**** RECORDED DATA ****

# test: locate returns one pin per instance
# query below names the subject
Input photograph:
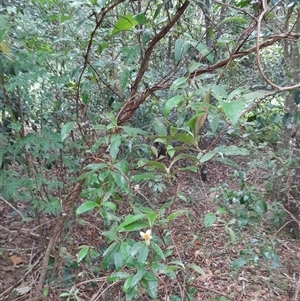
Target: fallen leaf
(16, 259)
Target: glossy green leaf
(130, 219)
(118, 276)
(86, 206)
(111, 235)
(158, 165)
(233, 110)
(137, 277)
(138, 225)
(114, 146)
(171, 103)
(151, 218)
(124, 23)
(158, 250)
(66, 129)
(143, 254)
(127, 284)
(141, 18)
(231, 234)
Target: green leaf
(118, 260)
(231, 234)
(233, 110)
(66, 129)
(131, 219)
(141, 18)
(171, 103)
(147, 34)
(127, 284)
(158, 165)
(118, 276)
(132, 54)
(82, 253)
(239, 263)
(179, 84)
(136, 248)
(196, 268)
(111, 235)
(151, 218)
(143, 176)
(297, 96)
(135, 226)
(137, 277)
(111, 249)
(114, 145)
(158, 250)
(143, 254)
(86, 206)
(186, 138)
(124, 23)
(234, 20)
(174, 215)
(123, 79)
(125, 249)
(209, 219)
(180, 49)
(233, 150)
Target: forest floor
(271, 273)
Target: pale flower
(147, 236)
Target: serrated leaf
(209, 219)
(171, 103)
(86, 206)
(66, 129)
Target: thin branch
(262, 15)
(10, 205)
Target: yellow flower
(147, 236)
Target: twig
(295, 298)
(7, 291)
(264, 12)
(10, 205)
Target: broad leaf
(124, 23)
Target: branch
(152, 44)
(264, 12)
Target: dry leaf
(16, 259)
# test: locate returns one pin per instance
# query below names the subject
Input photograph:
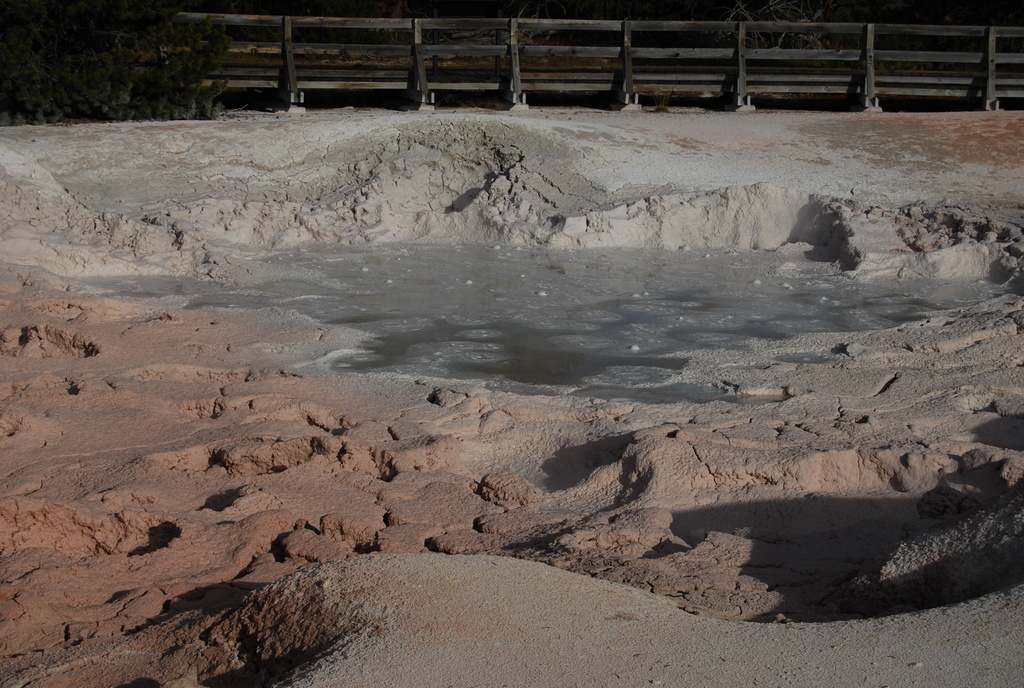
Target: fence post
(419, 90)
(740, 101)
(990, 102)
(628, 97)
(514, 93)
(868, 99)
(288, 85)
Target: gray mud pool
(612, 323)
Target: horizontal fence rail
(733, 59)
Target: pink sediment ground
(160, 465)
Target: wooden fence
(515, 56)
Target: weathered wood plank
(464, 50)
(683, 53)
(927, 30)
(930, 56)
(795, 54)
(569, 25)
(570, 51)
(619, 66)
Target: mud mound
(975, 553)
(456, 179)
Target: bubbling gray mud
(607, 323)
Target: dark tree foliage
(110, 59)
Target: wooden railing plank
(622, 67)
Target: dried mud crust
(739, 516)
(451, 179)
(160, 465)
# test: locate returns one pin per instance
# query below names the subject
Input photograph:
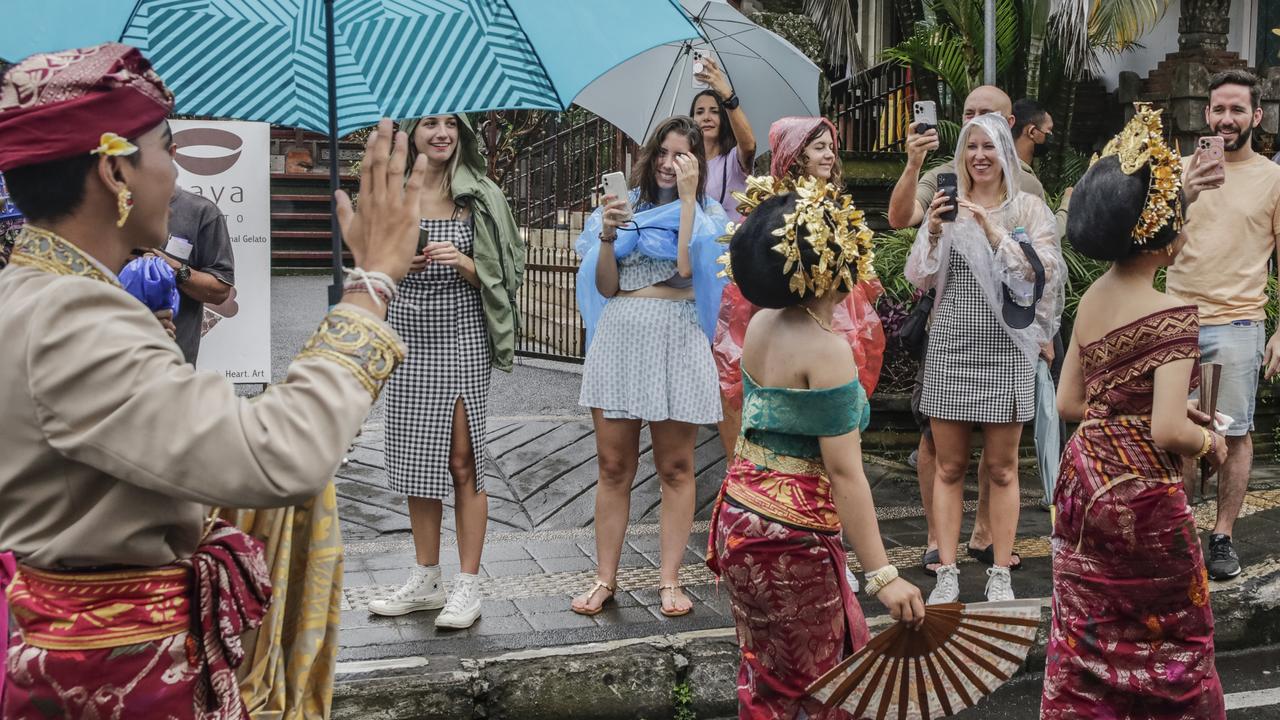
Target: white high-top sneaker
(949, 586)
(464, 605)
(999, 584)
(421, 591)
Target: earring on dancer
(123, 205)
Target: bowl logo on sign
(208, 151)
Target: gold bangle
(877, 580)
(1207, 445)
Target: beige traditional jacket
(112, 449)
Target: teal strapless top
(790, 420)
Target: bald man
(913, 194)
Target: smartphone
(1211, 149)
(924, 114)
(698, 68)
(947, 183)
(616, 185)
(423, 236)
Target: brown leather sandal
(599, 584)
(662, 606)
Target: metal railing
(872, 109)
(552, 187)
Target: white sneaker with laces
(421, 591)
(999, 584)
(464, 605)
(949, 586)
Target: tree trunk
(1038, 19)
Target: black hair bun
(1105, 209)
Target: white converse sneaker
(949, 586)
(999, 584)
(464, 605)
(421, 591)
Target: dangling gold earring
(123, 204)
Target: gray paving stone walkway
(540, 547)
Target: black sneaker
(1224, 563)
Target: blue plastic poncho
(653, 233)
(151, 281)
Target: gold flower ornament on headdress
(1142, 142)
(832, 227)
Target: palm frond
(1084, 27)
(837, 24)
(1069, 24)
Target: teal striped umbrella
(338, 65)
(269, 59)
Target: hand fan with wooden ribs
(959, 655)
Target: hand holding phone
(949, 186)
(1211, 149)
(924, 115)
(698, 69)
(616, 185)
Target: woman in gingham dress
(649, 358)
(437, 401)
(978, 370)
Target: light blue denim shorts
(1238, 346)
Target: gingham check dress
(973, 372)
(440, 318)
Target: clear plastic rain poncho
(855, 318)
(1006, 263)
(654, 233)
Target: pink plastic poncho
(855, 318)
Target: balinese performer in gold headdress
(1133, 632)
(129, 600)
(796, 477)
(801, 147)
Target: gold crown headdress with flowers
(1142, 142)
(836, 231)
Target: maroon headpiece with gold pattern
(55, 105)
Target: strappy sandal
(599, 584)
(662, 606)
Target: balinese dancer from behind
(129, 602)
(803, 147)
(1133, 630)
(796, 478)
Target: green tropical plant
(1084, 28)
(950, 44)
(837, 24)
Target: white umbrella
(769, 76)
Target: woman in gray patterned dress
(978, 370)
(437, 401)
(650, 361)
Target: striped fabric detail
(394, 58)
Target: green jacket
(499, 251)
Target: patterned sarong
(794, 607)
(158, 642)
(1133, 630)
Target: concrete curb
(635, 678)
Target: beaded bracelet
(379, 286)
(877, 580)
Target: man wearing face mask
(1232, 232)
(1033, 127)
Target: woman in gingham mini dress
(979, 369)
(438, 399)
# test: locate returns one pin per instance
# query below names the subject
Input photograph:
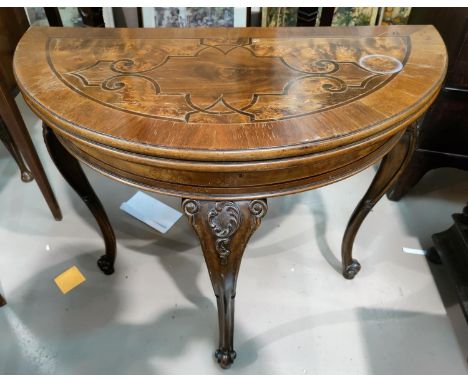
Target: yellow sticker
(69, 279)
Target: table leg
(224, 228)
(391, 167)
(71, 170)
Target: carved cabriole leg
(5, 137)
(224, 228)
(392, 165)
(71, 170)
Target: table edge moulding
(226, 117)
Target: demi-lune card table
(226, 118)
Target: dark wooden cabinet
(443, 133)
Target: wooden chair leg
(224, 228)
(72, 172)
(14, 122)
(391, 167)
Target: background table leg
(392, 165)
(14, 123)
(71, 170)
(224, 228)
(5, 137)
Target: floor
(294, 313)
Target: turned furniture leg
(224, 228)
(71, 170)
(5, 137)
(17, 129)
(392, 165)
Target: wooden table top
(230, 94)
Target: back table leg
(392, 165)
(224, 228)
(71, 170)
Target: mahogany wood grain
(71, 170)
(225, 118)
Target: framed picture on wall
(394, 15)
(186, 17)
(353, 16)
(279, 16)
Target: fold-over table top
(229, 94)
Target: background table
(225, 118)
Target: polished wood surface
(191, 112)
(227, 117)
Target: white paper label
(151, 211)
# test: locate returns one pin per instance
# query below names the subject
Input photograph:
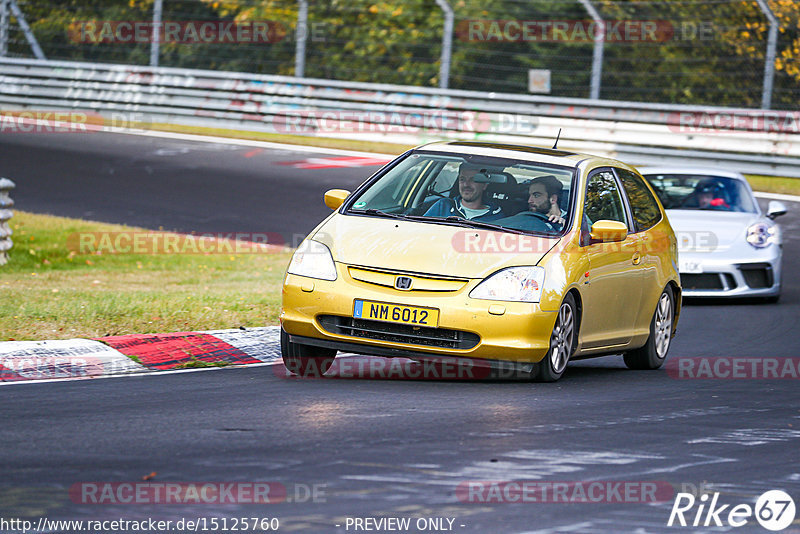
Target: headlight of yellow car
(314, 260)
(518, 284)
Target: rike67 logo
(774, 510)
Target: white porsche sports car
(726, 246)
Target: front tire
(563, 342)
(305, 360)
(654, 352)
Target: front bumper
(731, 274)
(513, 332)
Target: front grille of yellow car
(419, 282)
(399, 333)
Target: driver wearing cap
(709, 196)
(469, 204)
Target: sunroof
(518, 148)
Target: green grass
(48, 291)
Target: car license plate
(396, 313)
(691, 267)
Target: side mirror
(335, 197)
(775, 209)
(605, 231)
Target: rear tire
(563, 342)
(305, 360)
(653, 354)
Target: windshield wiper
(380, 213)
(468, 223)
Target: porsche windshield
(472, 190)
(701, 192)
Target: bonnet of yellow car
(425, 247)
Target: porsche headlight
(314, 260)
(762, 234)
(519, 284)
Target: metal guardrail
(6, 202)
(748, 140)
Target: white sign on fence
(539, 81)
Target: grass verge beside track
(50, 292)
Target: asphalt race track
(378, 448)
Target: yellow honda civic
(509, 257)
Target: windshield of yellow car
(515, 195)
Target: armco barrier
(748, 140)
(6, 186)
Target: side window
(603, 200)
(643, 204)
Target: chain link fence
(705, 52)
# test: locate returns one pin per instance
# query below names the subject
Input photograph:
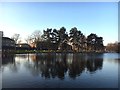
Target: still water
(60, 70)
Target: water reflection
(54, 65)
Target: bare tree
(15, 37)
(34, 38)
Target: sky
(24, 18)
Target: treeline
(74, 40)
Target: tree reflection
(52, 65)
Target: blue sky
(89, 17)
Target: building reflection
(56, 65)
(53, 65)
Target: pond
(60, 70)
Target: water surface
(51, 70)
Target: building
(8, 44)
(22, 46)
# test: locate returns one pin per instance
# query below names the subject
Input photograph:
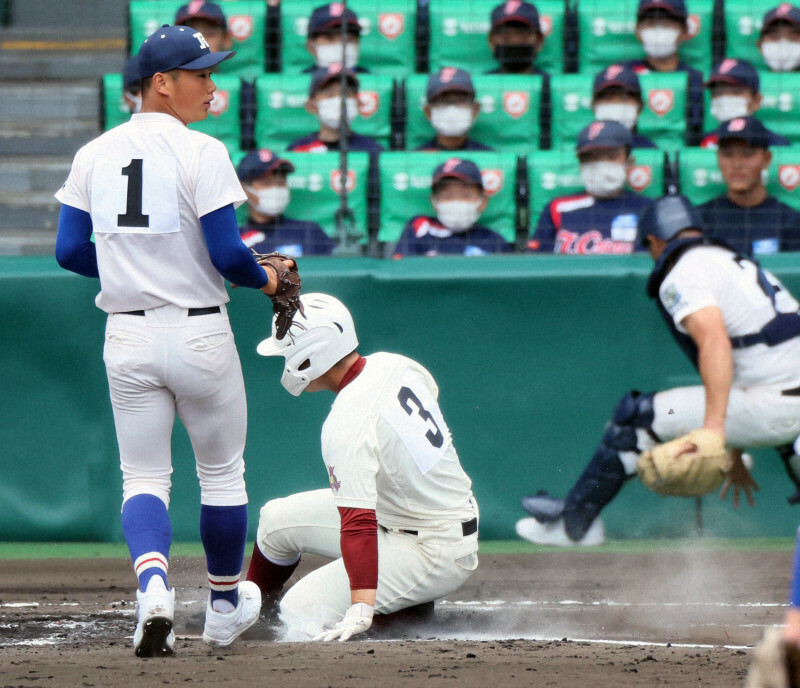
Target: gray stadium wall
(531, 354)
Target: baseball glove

****

AIM - Please copy the lines above, starting at the one that holds "Target: turned furniture leg" and stopping after the last line, exactly as they appear and minus the pictures.

RESPONSE -
Target: turned furniture leg
(224, 228)
(71, 170)
(5, 137)
(17, 129)
(392, 165)
Target: wooden table top
(230, 94)
Target: back table leg
(392, 165)
(224, 228)
(71, 170)
Target: mahogany wood grain
(71, 170)
(225, 118)
Target: framed picture on wall
(394, 15)
(186, 17)
(353, 16)
(279, 16)
Target: fold-over table top
(229, 94)
Target: background table
(225, 118)
Target: polished wood surface
(191, 112)
(227, 117)
Target: white paper label
(151, 211)
# test: locate returns one pin per instance
# query below names the subject
Input photograph:
Target: headlight of yellow car
(314, 260)
(518, 284)
Target: rike67 logo
(774, 510)
Target: white porsche sports car
(726, 246)
Target: front tire
(563, 342)
(305, 360)
(654, 352)
Target: front bumper
(731, 274)
(513, 332)
Target: front grille of yellow car
(419, 282)
(399, 333)
Target: driver wearing cap
(709, 196)
(469, 204)
Target: sunroof
(518, 148)
Target: green grass
(48, 291)
Target: car license plate
(396, 313)
(691, 267)
Target: side mirror
(335, 197)
(775, 209)
(605, 231)
Target: rear tire
(563, 342)
(305, 360)
(653, 354)
Target: windshield wiper
(380, 213)
(468, 223)
Target: porsche windshield
(472, 190)
(701, 192)
Target: bonnet of yellow car
(425, 247)
Target: porsche headlight
(314, 260)
(762, 234)
(519, 284)
Target: metal guardrail
(6, 202)
(748, 140)
Target: white sign on fence
(539, 81)
Target: grass verge beside track
(50, 292)
Target: asphalt race track
(378, 448)
Target: yellow honda civic
(509, 257)
Target: windshield of yellow car
(515, 195)
Target: armco barrier
(748, 140)
(6, 186)
Target: side window
(603, 200)
(643, 204)
Target: chain link fence
(705, 52)
# test: locate returns one pin per instance
# query below names the subject
Input photograph:
Target: still water
(60, 70)
Target: water reflection
(54, 65)
Target: bare tree
(15, 37)
(34, 38)
Target: sky
(24, 18)
Target: treeline
(74, 40)
Target: tree reflection
(52, 65)
Target: blue sky
(89, 17)
Target: building reflection
(56, 65)
(53, 65)
Target: pond
(60, 70)
Target: water surface
(51, 70)
Target: building
(8, 44)
(22, 46)
# test: locate returns one pin per instance
# query below names the subject
Input photograph:
Target: gray stadium wall
(531, 354)
Target: baseball glove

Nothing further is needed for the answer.